Start the copy at the line containing "Target: wristwatch" and run it through the last line of the records. Repeat each line exactly; omit pictures.

____________________

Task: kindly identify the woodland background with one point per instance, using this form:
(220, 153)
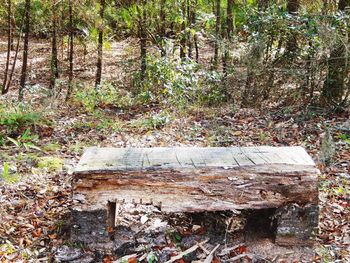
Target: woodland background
(166, 73)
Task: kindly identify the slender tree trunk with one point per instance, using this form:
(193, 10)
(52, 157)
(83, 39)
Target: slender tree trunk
(13, 29)
(100, 45)
(183, 40)
(217, 32)
(162, 17)
(142, 22)
(189, 19)
(25, 50)
(230, 18)
(195, 37)
(292, 44)
(54, 60)
(9, 31)
(334, 85)
(71, 50)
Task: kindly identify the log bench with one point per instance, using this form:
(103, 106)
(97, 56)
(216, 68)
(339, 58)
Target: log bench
(195, 180)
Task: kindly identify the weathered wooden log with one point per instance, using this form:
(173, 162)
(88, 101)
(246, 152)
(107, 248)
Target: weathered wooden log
(195, 180)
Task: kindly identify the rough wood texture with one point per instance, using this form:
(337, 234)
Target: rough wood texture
(193, 180)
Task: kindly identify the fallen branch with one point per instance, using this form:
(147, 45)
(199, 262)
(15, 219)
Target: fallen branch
(210, 257)
(186, 252)
(230, 249)
(239, 257)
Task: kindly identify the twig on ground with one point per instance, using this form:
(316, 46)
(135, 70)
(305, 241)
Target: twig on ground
(239, 257)
(228, 250)
(210, 257)
(186, 252)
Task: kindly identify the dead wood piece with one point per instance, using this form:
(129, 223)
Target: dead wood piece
(238, 257)
(226, 251)
(186, 252)
(210, 257)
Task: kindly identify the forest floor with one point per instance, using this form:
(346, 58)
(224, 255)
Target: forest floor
(35, 195)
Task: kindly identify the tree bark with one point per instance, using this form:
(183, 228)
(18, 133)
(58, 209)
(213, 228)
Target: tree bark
(25, 50)
(230, 18)
(71, 49)
(292, 9)
(334, 85)
(4, 89)
(162, 16)
(189, 19)
(183, 40)
(143, 39)
(100, 45)
(54, 60)
(217, 32)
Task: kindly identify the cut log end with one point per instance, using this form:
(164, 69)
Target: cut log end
(197, 180)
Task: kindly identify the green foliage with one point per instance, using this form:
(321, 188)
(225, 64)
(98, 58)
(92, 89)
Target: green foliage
(26, 140)
(107, 96)
(344, 138)
(7, 176)
(178, 82)
(50, 163)
(14, 118)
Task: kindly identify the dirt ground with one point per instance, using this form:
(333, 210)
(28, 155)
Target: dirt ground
(34, 211)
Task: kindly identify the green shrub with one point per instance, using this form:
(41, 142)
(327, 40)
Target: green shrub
(16, 118)
(178, 82)
(107, 96)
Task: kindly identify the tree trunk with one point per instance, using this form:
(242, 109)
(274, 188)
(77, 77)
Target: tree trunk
(292, 44)
(217, 32)
(9, 31)
(189, 19)
(143, 39)
(100, 45)
(54, 60)
(334, 85)
(230, 18)
(71, 49)
(162, 16)
(183, 40)
(25, 50)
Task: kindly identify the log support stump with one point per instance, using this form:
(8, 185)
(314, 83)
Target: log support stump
(284, 179)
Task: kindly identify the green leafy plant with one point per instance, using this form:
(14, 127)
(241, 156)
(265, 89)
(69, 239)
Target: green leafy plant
(7, 176)
(106, 96)
(25, 140)
(344, 138)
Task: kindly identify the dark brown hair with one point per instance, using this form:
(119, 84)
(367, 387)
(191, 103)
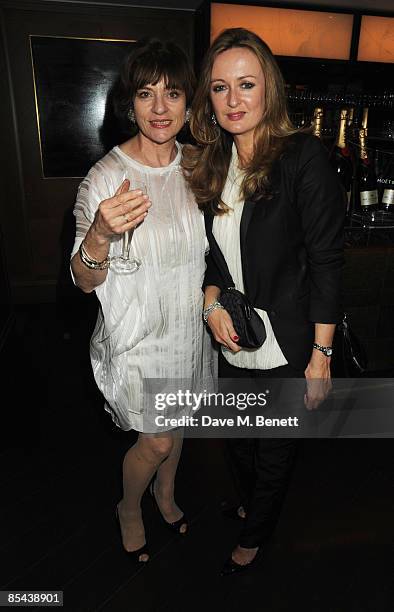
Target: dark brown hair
(151, 60)
(206, 165)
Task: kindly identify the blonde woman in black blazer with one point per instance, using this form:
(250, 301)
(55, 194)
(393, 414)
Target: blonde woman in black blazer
(275, 208)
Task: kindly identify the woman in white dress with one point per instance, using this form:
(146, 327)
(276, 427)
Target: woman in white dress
(149, 324)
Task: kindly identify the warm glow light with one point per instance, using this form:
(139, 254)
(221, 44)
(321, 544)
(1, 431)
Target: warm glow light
(287, 31)
(376, 42)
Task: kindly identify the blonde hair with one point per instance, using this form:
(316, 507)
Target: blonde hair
(206, 164)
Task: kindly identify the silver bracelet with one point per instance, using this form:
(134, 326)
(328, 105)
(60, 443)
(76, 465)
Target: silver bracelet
(91, 263)
(207, 311)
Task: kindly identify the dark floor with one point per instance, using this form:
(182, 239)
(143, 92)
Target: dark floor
(333, 550)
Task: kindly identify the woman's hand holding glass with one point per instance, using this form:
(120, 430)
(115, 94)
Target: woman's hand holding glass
(120, 215)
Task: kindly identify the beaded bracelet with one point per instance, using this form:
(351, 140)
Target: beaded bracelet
(91, 263)
(209, 309)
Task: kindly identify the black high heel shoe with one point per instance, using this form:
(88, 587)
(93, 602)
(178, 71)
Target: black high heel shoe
(175, 527)
(231, 567)
(133, 555)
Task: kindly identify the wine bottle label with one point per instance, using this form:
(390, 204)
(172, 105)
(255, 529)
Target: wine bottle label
(388, 196)
(348, 195)
(368, 198)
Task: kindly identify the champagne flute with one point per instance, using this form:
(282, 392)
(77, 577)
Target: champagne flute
(124, 263)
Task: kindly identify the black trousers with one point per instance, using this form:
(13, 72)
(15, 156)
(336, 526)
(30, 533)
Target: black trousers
(261, 467)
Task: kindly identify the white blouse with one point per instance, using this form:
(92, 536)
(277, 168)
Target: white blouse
(226, 229)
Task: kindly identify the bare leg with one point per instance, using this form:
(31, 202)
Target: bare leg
(140, 463)
(165, 482)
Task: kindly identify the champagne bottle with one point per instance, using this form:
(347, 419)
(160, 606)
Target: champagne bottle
(388, 193)
(350, 134)
(317, 122)
(366, 179)
(340, 158)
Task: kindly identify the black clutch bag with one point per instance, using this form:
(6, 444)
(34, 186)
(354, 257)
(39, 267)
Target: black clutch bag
(247, 323)
(349, 356)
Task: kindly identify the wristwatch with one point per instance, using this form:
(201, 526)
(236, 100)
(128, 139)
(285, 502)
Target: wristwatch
(326, 350)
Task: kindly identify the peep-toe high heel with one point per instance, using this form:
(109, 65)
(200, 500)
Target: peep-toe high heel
(175, 527)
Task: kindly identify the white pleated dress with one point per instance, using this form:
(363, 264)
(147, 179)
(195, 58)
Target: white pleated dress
(150, 322)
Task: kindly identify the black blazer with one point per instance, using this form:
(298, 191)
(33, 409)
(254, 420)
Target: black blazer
(292, 248)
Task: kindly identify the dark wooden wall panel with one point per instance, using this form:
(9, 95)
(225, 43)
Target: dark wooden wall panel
(33, 210)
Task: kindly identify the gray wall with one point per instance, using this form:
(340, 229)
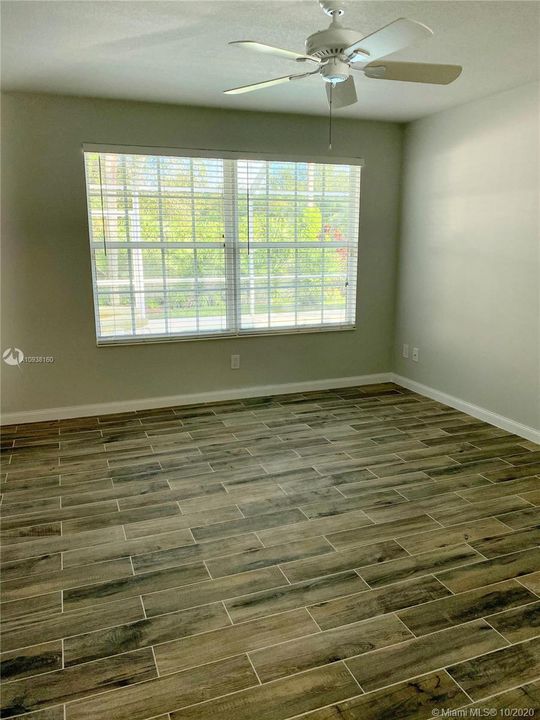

____________________

--- RESULT OF THIS EXERCISE ---
Target: wristwatch
(326, 350)
Task: kindly identify the peep-toe high heel with one point per instance, using this form:
(109, 65)
(200, 500)
Target: peep-toe high heel
(175, 527)
Task: kindly identify the white pleated dress with one point per instance, using this form:
(363, 264)
(147, 179)
(195, 58)
Target: white pleated dress
(150, 322)
Task: kindly identify the black blazer with one point per instance, using this form:
(298, 191)
(33, 409)
(254, 420)
Target: black blazer
(292, 248)
Task: kindly identify the dark wooden wall panel with one point per instance, using this form:
(9, 95)
(225, 43)
Target: dark wooden wall panel
(33, 210)
Task: kindly identify the gray wall with one point per instance, using this form:
(340, 229)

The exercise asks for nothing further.